Count the rows in both blocks below that contain the word "ball", and reply with that number alone.

* BEGIN Stored data *

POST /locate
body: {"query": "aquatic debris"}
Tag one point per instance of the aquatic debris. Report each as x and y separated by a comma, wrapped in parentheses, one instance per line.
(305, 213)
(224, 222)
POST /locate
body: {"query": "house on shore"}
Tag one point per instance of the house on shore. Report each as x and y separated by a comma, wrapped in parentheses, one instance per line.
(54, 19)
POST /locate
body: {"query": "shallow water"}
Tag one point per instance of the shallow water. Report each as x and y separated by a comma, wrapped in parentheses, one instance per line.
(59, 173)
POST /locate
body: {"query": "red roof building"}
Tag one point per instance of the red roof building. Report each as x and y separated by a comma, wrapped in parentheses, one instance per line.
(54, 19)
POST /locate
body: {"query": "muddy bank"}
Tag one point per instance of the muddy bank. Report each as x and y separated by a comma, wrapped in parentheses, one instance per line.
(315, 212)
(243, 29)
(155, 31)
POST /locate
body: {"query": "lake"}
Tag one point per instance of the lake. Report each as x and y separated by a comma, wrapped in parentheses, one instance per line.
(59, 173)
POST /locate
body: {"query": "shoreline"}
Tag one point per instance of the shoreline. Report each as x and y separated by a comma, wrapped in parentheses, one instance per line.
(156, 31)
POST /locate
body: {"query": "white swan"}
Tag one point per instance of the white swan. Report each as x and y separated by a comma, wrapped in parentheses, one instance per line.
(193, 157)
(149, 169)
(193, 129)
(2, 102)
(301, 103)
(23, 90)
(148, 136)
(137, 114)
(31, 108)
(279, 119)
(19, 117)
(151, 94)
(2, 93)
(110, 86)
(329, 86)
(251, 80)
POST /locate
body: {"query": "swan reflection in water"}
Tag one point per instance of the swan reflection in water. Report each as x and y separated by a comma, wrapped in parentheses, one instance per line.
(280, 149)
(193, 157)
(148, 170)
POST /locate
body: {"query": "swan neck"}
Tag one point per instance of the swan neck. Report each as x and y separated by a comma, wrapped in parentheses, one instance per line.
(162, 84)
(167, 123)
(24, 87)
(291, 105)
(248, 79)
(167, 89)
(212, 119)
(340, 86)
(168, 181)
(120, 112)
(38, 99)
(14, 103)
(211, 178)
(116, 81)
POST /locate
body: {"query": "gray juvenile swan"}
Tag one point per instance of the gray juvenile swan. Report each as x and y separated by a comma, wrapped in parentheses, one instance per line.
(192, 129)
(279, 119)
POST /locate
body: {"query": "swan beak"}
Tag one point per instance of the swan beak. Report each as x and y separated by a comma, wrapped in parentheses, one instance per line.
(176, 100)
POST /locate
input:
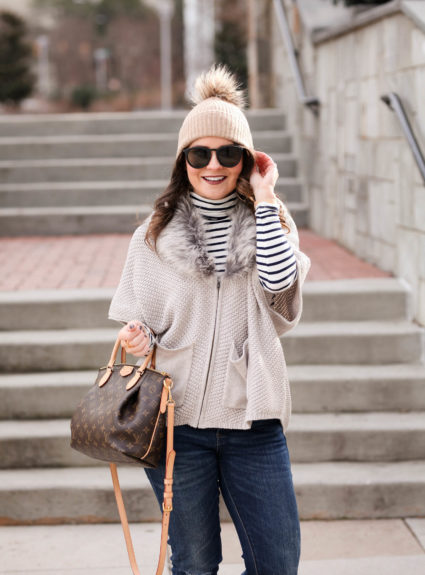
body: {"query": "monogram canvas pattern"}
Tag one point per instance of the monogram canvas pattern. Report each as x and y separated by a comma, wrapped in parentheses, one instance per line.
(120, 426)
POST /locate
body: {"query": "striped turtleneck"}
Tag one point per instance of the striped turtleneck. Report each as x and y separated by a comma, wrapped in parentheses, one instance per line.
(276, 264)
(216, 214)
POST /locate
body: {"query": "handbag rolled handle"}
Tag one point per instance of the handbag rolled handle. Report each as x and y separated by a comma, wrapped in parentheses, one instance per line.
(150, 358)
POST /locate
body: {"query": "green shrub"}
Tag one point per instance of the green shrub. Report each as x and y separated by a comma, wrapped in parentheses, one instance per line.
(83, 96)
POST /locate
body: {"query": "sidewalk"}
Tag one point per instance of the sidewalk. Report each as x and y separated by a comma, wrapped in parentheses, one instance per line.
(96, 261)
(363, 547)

* END Stored data *
* BEGIN Stored data *

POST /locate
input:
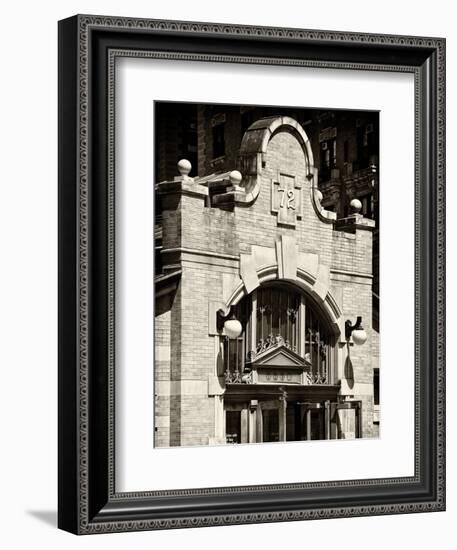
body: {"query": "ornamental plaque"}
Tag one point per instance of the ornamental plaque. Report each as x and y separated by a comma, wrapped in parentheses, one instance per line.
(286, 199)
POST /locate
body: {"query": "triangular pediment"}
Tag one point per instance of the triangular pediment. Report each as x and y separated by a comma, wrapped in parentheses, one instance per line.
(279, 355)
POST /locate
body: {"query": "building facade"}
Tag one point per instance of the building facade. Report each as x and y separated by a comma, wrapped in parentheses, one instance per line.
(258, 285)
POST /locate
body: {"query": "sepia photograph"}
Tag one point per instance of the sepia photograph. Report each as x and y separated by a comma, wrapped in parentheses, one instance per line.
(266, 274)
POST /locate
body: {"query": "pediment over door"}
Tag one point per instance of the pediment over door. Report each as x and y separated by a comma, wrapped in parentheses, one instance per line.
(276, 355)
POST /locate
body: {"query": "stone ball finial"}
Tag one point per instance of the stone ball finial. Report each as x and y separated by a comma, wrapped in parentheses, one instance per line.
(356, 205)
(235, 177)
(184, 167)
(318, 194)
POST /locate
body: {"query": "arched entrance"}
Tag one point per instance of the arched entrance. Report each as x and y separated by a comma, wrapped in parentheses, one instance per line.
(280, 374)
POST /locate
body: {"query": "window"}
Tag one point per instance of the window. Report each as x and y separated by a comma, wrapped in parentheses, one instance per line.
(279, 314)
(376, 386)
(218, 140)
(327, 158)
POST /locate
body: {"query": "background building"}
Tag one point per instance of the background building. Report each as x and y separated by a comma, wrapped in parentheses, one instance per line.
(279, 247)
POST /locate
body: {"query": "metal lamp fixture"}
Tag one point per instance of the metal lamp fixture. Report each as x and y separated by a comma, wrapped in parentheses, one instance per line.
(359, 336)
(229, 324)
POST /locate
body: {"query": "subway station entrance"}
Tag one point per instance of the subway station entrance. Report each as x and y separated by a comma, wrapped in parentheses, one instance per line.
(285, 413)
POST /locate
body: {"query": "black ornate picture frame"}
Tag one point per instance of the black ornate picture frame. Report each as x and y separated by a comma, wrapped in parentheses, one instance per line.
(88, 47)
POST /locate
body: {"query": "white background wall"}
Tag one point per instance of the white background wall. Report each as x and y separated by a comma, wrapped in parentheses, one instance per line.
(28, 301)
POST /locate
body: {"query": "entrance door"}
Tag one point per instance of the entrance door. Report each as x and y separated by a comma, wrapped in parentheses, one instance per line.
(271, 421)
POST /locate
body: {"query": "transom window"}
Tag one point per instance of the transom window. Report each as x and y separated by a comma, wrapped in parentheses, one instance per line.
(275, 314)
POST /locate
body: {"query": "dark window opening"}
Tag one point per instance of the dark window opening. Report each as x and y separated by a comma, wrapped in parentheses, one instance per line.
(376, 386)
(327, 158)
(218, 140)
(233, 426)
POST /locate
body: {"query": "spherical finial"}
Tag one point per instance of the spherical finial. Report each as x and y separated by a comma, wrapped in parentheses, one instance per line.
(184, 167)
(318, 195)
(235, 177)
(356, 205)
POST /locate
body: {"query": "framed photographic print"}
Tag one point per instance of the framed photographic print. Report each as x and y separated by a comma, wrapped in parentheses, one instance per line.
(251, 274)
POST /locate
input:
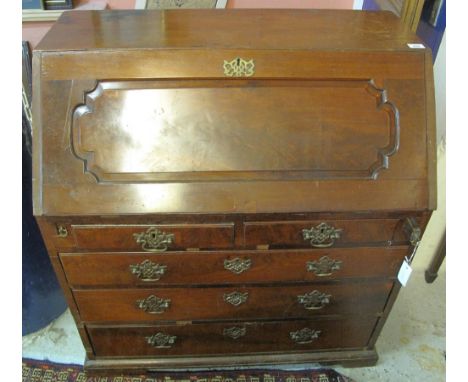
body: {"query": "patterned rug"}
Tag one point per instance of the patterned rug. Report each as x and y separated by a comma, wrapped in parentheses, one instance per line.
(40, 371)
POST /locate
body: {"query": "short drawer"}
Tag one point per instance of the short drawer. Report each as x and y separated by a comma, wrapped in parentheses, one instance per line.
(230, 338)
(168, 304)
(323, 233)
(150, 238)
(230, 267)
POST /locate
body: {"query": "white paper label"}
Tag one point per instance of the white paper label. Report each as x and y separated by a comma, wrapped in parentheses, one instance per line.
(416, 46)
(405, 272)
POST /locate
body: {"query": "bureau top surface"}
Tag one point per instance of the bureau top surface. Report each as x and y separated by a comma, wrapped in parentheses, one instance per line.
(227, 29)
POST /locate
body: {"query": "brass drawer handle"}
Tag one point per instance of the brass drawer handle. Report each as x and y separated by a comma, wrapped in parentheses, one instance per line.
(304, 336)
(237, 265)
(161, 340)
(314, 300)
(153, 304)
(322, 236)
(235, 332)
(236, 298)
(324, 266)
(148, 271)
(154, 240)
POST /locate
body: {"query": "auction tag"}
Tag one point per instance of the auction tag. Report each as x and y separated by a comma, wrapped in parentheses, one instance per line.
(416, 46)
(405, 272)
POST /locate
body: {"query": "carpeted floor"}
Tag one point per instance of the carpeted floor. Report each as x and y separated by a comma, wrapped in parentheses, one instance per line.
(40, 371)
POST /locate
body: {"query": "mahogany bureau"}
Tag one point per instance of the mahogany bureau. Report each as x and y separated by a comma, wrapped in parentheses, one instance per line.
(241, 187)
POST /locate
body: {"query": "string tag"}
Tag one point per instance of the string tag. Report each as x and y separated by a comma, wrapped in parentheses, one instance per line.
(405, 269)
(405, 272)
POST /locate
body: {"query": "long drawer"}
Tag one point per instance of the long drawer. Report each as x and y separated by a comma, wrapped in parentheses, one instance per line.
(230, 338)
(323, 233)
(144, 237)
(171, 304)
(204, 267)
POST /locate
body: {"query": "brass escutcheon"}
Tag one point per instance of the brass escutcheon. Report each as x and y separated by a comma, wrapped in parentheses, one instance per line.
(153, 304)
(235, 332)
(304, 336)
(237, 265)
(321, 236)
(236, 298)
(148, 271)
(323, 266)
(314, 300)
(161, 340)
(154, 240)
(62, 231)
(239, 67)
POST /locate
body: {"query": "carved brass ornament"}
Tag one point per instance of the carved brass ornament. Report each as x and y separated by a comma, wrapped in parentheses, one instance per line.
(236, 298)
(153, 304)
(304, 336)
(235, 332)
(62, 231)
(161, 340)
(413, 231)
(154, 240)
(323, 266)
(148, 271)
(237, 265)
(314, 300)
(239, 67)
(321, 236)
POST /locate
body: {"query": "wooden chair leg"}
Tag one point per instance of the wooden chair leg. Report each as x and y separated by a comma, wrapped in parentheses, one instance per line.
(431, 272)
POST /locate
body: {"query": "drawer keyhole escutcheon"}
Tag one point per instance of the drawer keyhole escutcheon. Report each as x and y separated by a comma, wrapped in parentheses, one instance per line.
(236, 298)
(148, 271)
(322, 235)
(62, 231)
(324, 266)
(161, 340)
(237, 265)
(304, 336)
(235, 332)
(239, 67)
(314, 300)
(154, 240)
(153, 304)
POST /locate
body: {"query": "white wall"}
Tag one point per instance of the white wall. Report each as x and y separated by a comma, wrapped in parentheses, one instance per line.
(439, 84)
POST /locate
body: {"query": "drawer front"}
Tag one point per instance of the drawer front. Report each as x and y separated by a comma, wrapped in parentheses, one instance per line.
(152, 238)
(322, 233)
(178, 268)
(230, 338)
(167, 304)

* END Stored data *

## In response:
2